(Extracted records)
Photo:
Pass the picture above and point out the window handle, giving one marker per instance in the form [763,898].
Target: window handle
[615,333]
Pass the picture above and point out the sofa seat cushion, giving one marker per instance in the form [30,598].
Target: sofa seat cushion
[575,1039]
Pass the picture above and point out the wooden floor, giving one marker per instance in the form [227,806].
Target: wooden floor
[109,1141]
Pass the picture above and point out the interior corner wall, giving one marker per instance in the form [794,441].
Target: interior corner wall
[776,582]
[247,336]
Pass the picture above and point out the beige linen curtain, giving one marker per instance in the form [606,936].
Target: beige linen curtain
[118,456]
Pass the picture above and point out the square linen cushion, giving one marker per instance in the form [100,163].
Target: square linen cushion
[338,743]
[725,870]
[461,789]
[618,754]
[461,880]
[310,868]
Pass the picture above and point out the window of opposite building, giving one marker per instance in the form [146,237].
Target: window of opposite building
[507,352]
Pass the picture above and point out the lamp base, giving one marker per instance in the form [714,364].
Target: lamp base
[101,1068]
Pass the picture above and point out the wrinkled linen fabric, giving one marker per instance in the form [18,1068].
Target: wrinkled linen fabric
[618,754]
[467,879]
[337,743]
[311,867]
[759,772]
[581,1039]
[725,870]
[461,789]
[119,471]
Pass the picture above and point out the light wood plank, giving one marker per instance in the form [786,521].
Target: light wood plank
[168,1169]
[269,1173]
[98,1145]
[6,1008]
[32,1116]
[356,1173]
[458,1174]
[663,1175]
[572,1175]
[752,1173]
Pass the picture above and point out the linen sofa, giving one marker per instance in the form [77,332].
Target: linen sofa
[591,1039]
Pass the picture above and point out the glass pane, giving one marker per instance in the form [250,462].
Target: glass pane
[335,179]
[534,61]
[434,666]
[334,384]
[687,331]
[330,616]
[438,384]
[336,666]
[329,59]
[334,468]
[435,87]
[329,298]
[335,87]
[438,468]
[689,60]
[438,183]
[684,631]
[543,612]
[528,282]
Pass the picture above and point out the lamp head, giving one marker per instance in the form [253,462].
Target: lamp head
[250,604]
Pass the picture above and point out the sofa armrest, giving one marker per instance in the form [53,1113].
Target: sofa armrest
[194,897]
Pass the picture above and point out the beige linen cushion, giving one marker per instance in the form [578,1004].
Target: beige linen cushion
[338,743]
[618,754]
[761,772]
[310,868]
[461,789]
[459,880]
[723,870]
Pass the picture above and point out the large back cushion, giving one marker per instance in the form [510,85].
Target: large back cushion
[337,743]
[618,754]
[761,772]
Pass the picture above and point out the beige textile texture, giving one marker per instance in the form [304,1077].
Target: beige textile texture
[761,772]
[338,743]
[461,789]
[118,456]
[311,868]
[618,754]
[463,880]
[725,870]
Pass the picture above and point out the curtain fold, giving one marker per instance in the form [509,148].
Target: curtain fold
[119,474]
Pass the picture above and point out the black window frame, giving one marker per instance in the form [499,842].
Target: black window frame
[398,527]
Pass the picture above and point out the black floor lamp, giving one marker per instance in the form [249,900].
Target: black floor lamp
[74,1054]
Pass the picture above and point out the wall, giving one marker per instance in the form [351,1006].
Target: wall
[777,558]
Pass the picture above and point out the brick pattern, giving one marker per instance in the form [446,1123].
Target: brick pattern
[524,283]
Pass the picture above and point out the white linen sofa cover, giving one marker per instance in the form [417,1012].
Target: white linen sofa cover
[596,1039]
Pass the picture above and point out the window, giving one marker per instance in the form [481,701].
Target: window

What is asked :: Provide an exact reproduction of all the entries shown above.

Task output ::
Photo:
Pass the picture above and point out the window handle, giving one marker per instance in the form [763,898].
Target: window handle
[615,333]
Pass the picture above and point out the sofa seat cushion, giving one marker per instance in the form [30,598].
Target: sofa seat cushion
[575,1039]
Pass the picture above and point out the wooden floor, giving one marker per instance in the form [227,806].
Target: wooden floor
[109,1141]
Pass the picture above and point out the interior corner wall, giving one marker per instance in the form [794,441].
Target: interior corner wall
[776,582]
[247,336]
Pass the picture above and point out the beige linen curtain, giving one marker per instance in the form [606,936].
Target: beige linen curtain
[118,456]
Pass the picture above and point out the square linen cushion, giving one marker per instance in the form [100,163].
Target: square linen cushion
[338,743]
[725,870]
[461,789]
[618,754]
[461,880]
[310,868]
Pass the picture above and point out the window of opposite building, giving one marker per instance in the form [146,237].
Target: window of opposite building
[507,352]
Pass the picture above and point out the lamp base, giving one marker per instance in the form [714,364].
Target: lamp base
[101,1068]
Pass the picture above and point out the wrinkled linen fabric, giving one marker per instance in the form [18,1068].
Target: wrinkled linen fabric
[618,754]
[467,879]
[337,743]
[311,867]
[759,772]
[581,1039]
[725,870]
[461,789]
[119,471]
Pass the picture above and point out the light wood plank, giving one marker per instance in the form [786,521].
Target: light wood plank
[168,1169]
[269,1173]
[98,1145]
[6,1008]
[32,1116]
[356,1173]
[458,1174]
[663,1175]
[572,1175]
[752,1173]
Pass the picture above and point out the linen sofa, giving one marker per instance in the form [77,332].
Target: linen sofa
[591,1039]
Pass the picture above and point out the glass pane, giving one marker per instance in the form [250,462].
Target: glass pane
[335,179]
[534,61]
[434,666]
[334,384]
[687,331]
[330,616]
[438,384]
[336,666]
[329,59]
[334,468]
[435,87]
[329,298]
[335,87]
[438,468]
[689,60]
[438,183]
[684,631]
[543,612]
[528,282]
Pass the picture above and point out the lamp head, giving one marker per instance in the form [253,462].
Target: lamp head
[250,604]
Pass the picture above and point out the sofa armrest, giving one marker per instance in the form [53,1113].
Target: sofa armrest
[194,897]
Pass the picture above and point out the beige linen cushion, giving one marker per instance in the form [578,1004].
Target: beige linen cushion
[338,743]
[618,754]
[761,772]
[310,868]
[461,789]
[459,880]
[723,870]
Pass the picture above and point out the large back cushion, giving one marker per instance in the form [510,85].
Target: large back cushion
[337,743]
[618,754]
[761,772]
Pass the picture above and point out the beige textile texture, giving one marker per instance in the form [304,1077].
Target: beige textile texture
[761,772]
[338,743]
[461,789]
[118,456]
[311,868]
[618,754]
[463,880]
[725,870]
Pass the picture above and point out the curtain fold, giving one marker per instance in the form [509,148].
Target: curtain fold
[119,474]
Pass the picture above and point out the black window frame, giving one marker per instance in the form [499,842].
Target: black window frame
[398,527]
Pass the picture above and point out the black floor lamp, giving one marker per instance in the form [249,900].
Target: black floor lamp
[74,1054]
Pass the picture above and point out the wall, giving one marker per instance in the form [351,1006].
Target: wall
[777,558]
Pass the picture above and point out the brick pattern, giving one marker per instance in the form [446,1123].
Target: brick pattern
[524,283]
Pass the picture above and point out the white linen sofa cover, giving one marker per instance in the form [417,1012].
Target: white linen sofa cover
[596,1039]
Pass the picture above and point out the window, giving one marker per instance in the form [481,701].
Target: window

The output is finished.